## Work required
Write out all of the data below word for word, keeping every line unchanged and in the same order.

## Dataset

╭──

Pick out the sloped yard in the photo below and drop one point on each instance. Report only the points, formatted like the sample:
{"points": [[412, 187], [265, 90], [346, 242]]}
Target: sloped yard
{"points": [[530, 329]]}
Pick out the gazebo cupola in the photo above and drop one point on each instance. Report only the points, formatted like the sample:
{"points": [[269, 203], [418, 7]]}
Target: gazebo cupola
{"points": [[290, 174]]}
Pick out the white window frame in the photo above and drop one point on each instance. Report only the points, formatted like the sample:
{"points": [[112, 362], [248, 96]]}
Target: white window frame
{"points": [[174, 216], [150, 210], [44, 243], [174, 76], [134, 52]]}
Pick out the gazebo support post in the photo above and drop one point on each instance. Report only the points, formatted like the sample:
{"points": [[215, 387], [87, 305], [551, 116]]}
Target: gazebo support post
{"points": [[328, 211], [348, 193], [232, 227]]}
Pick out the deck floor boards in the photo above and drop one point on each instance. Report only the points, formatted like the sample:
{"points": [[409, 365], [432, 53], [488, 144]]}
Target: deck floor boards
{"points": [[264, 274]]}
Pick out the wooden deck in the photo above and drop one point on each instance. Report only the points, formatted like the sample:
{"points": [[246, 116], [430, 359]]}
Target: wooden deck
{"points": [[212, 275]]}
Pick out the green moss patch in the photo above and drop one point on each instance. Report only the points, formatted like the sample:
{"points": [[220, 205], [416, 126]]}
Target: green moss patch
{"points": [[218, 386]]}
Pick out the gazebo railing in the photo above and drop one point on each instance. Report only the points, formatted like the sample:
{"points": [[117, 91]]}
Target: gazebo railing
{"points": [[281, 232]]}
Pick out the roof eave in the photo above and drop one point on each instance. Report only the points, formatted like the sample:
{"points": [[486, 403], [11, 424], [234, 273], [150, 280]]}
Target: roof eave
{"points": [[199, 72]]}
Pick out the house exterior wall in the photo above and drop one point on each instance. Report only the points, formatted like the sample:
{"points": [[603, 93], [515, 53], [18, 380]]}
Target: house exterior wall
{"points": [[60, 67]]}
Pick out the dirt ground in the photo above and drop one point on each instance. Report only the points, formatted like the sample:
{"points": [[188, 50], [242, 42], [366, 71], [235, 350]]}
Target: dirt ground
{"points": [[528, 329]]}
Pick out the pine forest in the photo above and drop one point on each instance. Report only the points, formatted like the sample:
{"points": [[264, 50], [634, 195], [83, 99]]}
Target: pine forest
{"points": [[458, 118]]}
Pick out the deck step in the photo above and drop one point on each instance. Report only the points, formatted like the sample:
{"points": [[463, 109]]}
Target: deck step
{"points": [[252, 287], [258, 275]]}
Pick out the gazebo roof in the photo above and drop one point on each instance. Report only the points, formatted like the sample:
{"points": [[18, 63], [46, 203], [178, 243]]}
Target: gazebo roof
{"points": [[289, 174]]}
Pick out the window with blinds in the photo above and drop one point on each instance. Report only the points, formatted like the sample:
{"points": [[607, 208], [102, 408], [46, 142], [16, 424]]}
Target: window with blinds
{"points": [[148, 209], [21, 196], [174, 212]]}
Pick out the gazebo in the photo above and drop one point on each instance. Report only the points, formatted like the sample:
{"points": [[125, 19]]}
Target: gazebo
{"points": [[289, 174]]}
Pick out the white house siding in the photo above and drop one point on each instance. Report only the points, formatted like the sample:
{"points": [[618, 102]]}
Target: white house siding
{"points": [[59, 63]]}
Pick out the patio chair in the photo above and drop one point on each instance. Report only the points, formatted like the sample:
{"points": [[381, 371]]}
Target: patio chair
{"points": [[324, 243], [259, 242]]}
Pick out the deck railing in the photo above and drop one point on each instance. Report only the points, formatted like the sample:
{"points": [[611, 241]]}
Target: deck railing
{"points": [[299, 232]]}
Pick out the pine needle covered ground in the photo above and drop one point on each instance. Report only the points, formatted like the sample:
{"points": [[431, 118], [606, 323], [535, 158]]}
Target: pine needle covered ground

╰──

## Right answer
Pick out the sloped yard in the photo below and drop one point on each instance. Report only the points, formatted like the sample:
{"points": [[412, 187], [265, 90], [346, 242]]}
Target: sloped yard
{"points": [[530, 329]]}
Pick out the gazebo cupola in the photo above and drop one point on each instance. Report only the points, formatted like the sample:
{"points": [[269, 203], [418, 7]]}
Target: gazebo cupola
{"points": [[290, 174]]}
Pick out the white window frame in the photo above and drop one point on each instance. Report only the points, formatted like the sample:
{"points": [[112, 362], [248, 96]]}
Target: white window frame
{"points": [[174, 216], [150, 210], [44, 243], [174, 76], [134, 52]]}
Pick out the gazebo support post in the photo above and drop one point on each instance. Report only the points, formatted like the sample:
{"points": [[215, 387], [87, 305], [551, 116]]}
Target: gazebo support post
{"points": [[328, 211], [348, 193], [232, 227]]}
Pick out the deck floor boards in the photo above and drop one point on each instance. Report only the points, formatted like the sample:
{"points": [[409, 365], [432, 53], [488, 144]]}
Target: deck floor boards
{"points": [[264, 274]]}
Pick out the wooden deck in the photo above and drop one point on each instance. Report only the points, formatted like the sample:
{"points": [[246, 116], [430, 359]]}
Target: wooden deck
{"points": [[212, 275]]}
Pick out the green moss patch in the photo above and drop one point on each instance. Report only the points, formatted like the sample:
{"points": [[220, 205], [416, 126]]}
Target: green moss patch
{"points": [[218, 386]]}
Pick out the gazebo railing in the photo above and drop one point on each instance. Report only the points, formatted like the sample:
{"points": [[117, 91]]}
Target: gazebo railing
{"points": [[281, 232]]}
Pick out the roof eave in the photo above and drop one point on each instance. Report only the points, formatted like the sample:
{"points": [[486, 403], [11, 424], [234, 273], [150, 280]]}
Target: roof eave
{"points": [[199, 72]]}
Pick out the house exterior wall in the photo above and drop one point on each instance. Report only the points, formatted like the sample:
{"points": [[603, 93], [515, 53], [18, 380]]}
Target: house exterior wall
{"points": [[60, 67]]}
Pick out the dirt ground in the photo above and drop one point on each instance. Report only the points, formatted like the sample:
{"points": [[188, 50], [242, 42], [366, 71], [235, 350]]}
Target: dirt ground
{"points": [[528, 329]]}
Pick out the pine forest in the photo above and drop one point on each instance. Report only the points, formatted like the sample:
{"points": [[264, 50], [634, 195], [83, 99]]}
Target: pine forest
{"points": [[458, 118]]}
Pick out the deck step in the photo above and drop one point on each instance. Report only the points, formatted like the sample:
{"points": [[463, 109]]}
Target: deck step
{"points": [[252, 287], [258, 275]]}
Pick out the gazebo roof in the photo above and drop one point on each instance. Report only the points, formatted like the sample:
{"points": [[18, 63], [46, 203], [178, 243]]}
Target: gazebo roof
{"points": [[289, 174]]}
Pick out the window with blinds in the photo above and drop one point on each instance. Report only the points, formatted like the sample:
{"points": [[607, 208], [102, 408], [46, 142], [16, 424]]}
Target: window with blinds
{"points": [[148, 209], [21, 196], [174, 212]]}
Pick out the gazebo in the photo above and drop one point on each instance. Report only the points, formatted like the sample:
{"points": [[125, 19]]}
Target: gazebo
{"points": [[289, 174]]}
Pick out the white house siding in the photo above and drop one point on each instance. Report only the points, formatted like the sample:
{"points": [[618, 102]]}
Target: white house siding
{"points": [[59, 63]]}
Pick out the patio chair in the photo above and drop one point on each instance. Report only the points, formatted like the sample:
{"points": [[381, 371]]}
Target: patio chair
{"points": [[324, 243], [259, 242]]}
Pick out the deck railing in the photo above and drop one point on each instance. Report only the points, formatted like the sample:
{"points": [[611, 241]]}
Target: deck railing
{"points": [[299, 232]]}
Pick out the pine needle covered ground in the photo above and drop one point on each instance. Report only the points, formatted like the sample:
{"points": [[431, 118], [606, 323], [535, 158]]}
Target: pine needle covered ground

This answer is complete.